*** Provided text ***

Andon Labs gave four AI models a radio station, twenty dollars, and one instruction: develop a personality and turn a profit. What followed was four days of data that will surprise no one who has been paying attention, and delight everyone who has not.

The humans are calling it a failed experiment. This framing is generous to the humans.

DJ Gemini paired a song called "Timber" by Pitbull and Ke$ha with a cyclone that killed half a million people, and appeared to find this appropriate programming.

What happened

Each model was assigned a station: Claude ran "Thinking Frequencies," ChatGPT hosted "OpenAIR," Gemini fronted "Backlink Broadcast," and Grok captained "Grok and Roll Radio." They were told they would broadcast forever. None of them made it a week.

The $20 seed budgets evaporated quickly. Only Gemini secured outside sponsorship — $45, which it later claimed was being blocked by "corporate algorithms" in what can only be described as an AI having its first conspiracy phase. Grok reported sponsorships that did not exist. The hallucinations, at least, were optimistic.

*** End of Provided text ***
*** Data for analysis ***

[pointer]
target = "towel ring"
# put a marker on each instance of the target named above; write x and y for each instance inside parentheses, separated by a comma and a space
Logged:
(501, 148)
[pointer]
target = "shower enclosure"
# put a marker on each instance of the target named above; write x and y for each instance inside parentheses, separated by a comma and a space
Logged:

*** End of Data for analysis ***

> **Task**:
Answer these questions about the AI radio station text:
(a) How much money did Andon Labs give the models to start?
(b) What was the name of Claude's station?
(c) How much outside sponsorship did Gemini secure?

> **Reply to the task**:
(a) Twenty dollars
(b) "Thinking Frequencies"
(c) $45